[Rows from a dataset]
# # # #
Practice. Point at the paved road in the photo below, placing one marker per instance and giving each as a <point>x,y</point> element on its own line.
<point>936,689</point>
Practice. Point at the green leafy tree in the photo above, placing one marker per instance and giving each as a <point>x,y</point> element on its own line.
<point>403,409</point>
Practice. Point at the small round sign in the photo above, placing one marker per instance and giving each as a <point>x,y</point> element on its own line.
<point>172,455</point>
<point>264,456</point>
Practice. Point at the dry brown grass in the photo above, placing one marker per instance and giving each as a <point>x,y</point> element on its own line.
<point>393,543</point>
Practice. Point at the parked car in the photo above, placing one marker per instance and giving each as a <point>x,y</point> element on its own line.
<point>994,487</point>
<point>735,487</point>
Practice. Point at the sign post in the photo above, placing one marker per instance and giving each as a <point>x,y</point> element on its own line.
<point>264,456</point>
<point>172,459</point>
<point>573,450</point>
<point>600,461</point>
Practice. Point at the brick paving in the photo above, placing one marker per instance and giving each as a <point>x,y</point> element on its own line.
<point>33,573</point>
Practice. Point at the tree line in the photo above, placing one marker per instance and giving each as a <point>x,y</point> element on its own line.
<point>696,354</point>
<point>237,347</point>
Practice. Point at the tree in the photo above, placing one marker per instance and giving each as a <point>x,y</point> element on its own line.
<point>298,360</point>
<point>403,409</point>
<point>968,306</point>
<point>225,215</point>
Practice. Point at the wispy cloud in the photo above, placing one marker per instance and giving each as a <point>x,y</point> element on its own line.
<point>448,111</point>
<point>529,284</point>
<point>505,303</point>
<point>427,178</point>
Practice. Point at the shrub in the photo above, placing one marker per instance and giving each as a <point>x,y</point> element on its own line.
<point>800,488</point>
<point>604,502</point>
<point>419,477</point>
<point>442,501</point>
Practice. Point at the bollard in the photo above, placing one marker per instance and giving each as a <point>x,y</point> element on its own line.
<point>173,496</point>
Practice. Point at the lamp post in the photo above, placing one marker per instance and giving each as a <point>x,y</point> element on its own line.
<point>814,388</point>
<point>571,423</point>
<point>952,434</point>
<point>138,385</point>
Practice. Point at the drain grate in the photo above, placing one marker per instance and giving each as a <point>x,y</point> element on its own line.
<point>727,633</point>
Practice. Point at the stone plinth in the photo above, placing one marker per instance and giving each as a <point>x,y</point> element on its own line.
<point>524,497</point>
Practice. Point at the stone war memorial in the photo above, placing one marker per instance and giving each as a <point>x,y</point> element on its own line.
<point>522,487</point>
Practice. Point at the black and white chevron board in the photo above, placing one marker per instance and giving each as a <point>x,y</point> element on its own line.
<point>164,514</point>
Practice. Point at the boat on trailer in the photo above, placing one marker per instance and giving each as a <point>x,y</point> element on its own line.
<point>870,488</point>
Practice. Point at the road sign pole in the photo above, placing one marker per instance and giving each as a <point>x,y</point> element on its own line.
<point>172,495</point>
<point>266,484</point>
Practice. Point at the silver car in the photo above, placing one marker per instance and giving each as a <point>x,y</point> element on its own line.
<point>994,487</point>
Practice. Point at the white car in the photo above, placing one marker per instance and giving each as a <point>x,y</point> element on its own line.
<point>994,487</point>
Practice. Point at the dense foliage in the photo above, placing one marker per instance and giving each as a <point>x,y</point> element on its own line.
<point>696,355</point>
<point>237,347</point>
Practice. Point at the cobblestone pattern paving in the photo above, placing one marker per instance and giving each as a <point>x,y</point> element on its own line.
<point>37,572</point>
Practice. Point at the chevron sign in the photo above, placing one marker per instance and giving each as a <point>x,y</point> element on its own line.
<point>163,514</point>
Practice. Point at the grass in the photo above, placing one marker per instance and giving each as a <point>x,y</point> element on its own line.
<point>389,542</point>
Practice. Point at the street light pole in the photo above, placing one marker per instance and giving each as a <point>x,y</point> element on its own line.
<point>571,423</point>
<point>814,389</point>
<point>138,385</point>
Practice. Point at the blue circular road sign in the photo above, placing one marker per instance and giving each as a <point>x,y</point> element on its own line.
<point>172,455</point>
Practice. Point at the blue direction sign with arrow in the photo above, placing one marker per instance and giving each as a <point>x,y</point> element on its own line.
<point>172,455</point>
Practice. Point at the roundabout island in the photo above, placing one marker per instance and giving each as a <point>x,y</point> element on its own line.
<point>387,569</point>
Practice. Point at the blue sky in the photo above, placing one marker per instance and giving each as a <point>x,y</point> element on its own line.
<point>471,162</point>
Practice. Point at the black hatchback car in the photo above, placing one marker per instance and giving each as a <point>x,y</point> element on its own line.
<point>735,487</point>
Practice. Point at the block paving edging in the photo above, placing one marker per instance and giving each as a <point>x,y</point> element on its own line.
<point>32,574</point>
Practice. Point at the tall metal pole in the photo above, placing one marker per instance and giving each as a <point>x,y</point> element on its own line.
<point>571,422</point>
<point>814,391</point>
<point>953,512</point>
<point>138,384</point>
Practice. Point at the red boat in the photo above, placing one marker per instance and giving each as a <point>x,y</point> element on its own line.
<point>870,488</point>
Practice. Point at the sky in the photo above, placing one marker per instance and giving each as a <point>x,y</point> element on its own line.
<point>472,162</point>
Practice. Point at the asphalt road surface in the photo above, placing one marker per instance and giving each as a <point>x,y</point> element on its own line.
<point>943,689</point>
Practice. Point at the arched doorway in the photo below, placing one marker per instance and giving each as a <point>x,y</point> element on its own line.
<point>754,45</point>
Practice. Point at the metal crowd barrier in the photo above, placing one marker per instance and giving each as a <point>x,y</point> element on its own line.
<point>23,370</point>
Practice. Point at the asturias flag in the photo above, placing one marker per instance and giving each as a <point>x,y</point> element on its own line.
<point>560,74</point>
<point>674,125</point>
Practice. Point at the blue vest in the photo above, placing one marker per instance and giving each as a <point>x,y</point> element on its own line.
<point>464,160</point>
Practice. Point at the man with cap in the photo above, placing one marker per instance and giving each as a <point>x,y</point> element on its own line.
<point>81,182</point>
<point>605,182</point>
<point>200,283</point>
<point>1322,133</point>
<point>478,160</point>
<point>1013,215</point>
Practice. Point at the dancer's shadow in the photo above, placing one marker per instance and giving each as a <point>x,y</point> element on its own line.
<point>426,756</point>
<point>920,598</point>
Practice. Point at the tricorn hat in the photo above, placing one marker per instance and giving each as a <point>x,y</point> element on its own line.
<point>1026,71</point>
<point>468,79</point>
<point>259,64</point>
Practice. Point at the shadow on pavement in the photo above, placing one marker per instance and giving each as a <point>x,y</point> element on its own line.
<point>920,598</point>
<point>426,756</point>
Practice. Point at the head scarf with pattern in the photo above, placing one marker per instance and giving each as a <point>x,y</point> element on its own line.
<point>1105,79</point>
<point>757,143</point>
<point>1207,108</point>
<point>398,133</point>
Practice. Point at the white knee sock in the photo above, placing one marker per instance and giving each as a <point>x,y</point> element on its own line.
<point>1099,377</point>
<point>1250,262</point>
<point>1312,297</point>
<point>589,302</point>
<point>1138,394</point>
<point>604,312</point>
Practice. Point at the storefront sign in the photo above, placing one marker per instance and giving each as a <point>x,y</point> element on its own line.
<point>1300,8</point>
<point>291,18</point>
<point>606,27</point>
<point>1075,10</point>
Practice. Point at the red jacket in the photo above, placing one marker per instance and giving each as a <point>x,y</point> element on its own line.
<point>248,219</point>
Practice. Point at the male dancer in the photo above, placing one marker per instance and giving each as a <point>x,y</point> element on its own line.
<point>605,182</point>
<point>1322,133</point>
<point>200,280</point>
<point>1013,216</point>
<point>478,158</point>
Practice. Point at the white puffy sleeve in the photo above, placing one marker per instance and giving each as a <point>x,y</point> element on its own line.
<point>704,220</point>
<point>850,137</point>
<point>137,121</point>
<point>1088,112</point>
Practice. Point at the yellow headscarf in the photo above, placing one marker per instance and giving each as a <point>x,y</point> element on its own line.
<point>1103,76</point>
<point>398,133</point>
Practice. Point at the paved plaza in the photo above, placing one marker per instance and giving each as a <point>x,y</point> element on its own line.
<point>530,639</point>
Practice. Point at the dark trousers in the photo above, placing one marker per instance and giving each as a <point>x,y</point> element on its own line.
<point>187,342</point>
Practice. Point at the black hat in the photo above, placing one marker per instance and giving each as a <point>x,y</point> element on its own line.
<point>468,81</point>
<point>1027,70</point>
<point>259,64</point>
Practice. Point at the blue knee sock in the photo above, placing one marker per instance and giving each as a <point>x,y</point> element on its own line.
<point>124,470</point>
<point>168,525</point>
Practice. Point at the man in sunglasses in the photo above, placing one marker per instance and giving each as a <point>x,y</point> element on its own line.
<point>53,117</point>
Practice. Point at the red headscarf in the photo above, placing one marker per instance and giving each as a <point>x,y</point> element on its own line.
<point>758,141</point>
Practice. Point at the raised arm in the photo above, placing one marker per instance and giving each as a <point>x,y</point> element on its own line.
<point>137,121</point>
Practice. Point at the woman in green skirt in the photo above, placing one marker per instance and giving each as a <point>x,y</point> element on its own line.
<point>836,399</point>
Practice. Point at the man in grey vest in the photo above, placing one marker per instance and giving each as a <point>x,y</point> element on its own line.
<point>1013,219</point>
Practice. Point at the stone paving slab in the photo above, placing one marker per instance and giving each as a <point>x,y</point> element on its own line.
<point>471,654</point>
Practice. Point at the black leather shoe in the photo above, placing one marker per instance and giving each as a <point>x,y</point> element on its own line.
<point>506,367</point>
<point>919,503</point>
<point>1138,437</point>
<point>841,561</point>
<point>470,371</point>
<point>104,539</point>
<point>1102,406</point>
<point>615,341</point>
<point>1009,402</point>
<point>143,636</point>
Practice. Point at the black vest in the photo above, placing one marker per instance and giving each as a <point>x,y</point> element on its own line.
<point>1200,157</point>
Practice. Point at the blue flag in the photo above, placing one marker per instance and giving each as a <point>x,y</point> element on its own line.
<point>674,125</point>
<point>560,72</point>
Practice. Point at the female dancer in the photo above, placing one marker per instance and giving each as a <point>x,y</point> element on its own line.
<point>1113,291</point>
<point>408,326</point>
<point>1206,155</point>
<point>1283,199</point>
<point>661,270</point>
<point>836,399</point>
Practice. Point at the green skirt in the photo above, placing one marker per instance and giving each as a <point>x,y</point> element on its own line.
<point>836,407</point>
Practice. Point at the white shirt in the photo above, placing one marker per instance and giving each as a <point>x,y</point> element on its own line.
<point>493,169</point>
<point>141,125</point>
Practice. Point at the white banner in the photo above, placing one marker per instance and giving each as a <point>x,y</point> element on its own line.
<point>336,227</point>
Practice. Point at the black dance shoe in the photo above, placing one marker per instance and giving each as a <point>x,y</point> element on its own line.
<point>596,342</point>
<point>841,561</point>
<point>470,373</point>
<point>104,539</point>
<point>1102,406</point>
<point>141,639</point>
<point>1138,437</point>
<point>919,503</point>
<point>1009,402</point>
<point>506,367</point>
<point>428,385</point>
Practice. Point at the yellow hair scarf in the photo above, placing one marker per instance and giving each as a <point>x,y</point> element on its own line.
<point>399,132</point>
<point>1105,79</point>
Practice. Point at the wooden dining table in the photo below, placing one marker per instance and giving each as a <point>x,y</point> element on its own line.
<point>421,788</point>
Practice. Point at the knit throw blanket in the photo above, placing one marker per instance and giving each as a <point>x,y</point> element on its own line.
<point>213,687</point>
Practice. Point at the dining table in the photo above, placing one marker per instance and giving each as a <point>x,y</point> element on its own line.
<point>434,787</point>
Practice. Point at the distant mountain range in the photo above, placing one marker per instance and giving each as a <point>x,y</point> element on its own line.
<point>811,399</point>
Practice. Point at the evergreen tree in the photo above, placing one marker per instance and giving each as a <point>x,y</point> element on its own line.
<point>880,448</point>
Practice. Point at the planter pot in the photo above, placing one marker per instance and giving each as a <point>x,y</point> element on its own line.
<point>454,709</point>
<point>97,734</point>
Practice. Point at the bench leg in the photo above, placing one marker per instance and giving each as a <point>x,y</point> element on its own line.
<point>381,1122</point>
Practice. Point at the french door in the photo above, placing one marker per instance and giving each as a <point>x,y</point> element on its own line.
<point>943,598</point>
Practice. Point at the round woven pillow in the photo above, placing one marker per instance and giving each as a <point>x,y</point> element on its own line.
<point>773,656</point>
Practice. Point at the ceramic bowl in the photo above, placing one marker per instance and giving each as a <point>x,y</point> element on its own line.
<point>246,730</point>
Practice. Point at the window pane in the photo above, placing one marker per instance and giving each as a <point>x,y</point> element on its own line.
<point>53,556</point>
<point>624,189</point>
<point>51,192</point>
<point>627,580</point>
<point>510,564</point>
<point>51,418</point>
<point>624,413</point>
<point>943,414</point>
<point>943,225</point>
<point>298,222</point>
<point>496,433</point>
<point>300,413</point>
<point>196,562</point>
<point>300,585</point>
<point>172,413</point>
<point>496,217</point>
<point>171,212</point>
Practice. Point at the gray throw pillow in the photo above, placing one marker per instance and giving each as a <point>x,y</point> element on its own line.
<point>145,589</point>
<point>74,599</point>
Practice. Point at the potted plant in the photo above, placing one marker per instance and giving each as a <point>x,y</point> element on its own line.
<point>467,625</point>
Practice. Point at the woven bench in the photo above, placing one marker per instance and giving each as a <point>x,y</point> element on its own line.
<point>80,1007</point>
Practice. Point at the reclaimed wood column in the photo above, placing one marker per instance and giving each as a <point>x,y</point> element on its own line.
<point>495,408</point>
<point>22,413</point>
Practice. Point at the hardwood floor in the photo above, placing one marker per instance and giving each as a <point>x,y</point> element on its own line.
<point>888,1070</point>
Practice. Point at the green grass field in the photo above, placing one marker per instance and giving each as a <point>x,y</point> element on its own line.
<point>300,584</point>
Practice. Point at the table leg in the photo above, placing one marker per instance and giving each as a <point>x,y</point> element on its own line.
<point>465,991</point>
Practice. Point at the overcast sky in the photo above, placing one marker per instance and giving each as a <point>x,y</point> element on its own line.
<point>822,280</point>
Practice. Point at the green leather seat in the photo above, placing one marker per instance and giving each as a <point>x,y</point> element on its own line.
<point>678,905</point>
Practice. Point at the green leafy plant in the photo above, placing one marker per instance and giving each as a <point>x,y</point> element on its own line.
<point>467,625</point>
# # # #
Rewrite the lines beginning at the line that has "Practice. Point at the white knee" and stopping after the line that has "<point>604,312</point>", changing "sock" to "stocking" and leaving everything else as it is. Return only those lines.

Practice. Point at the white knee stocking in the photo above, placing one marker per instance and giving each as a <point>x,y</point> element on its own line.
<point>1099,377</point>
<point>1250,262</point>
<point>1312,297</point>
<point>589,302</point>
<point>1138,394</point>
<point>604,312</point>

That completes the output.